═════ Passage to read

The hire represented a safe, boring, and uninspiring decision from Christopher Johnson, brother to former Jets owner and current United Kingdom ambassador Woody Johnson (a sentence that becomes even more implausible each word). Run out by a Miami franchise left so barren they’re intentionally losing to restock the talent base, Gase aimed to rebuild a Jets team that hasn’t been to the playoffs since 2011 and posted one winning season since.
He started his tenure by successfully ousting long-struggling general manager Mike Maccagnan, only after Maccaggnan made all the important decisions in the draft and free agency.
Now? He leads the team that brought us this graphic.
I understand that some of my fellow masochistic Jets fans defend the coach, pointing out that Gase initially lost his starting quarterback to excessive smooching and did not build this roster himself, but I ask; why? What do you see schematically, emotionally, or spiritually that inspires you to defend the organization? Where in that green-clad body do you find a remaining well of hope to pull from?
Let’s tug at that thread. I pulled the records of several coaches with at least four years of head coaching experience since 2000, filtering out any interim or partial season results. Gase is in his fourth season as a head coach, getting us a sample large enough to track against his peers. Per Pro Football Reference, thirty-two coaches qualify with that filter. Only ten of them posted a losing record through their first three seasons, broken out below.
Gase tied the seventh-worst record of the group, ending his tenure in Miami with a 23-25 record; he posted the same win-loss totals as Jeff Fisher and Joe Philbin, less than ideal company. One of these names is not like the other, and I of course mean current Giants head coach Pat Shurmur, proud owner of the worst record of this cohort at 14-34.
Nothing but quality football in the Big Apple. MetLife Stadium sees less wins per year than the London stadium they force the Jaguars to play in.

══════════
═════ Working data

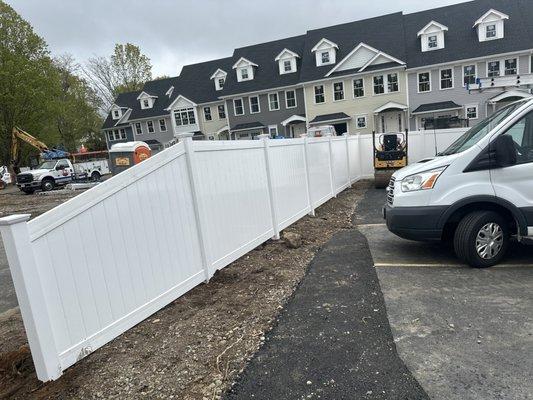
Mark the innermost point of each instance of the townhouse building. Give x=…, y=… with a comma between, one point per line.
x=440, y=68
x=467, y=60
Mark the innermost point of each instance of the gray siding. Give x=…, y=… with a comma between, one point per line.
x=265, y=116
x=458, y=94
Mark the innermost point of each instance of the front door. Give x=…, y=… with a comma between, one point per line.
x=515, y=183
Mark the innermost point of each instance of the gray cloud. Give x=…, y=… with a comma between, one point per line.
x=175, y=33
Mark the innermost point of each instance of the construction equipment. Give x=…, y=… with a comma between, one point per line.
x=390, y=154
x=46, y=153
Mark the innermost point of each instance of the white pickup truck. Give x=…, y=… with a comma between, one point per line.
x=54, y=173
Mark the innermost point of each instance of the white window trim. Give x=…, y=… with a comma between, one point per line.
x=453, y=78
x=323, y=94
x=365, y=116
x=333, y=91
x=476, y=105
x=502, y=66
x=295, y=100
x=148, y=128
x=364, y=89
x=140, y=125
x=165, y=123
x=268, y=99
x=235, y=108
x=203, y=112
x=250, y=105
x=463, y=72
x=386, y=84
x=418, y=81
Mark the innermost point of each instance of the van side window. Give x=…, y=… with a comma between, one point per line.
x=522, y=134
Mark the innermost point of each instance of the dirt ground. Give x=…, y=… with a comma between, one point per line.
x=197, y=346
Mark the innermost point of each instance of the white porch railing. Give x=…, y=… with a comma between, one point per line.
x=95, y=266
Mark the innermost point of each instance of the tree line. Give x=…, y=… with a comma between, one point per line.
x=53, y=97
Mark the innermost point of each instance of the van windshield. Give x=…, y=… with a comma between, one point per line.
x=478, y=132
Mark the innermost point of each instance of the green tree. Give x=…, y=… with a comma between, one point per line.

══════════

Problems
[A] Answer these questions about the passage on Jets coach Gase.
(i) Since what year have the Jets not been to the playoffs?
(ii) Per Pro Football Reference, how many coaches qualify with the filter used?
(iii) What record did Pat Shurmur post, the worst of the cohort?
[B] Rewrite the listing from its start through the line containing "x=46, y=153", inclusive, requests included. Multiply every coordinate in the answers by 0.6 and round to whole numbers, with halves rounded up. Leave the pictures out.
The text and the listing were drawn from separate sources.

Answers for the exercise
[A]
(i) 2011
(ii) Thirty-two
(iii) 14-34

[B]
Mark the innermost point of each instance of the townhouse building. Give x=…, y=… with a comma between, one point per line.
x=264, y=41
x=280, y=36
Mark the innermost point of each instance of the gray siding. Give x=…, y=… with a comma between, one point per line.
x=159, y=70
x=275, y=56
Mark the innermost point of each instance of the front door. Give x=…, y=… with a comma between, one point per line.
x=309, y=110
Mark the innermost point of each instance of the gray cloud. Give x=…, y=… with a comma between, one point per line.
x=105, y=20
Mark the innermost point of each instance of the construction equipment. Give x=…, y=… with a comma between, one point per line.
x=234, y=92
x=28, y=92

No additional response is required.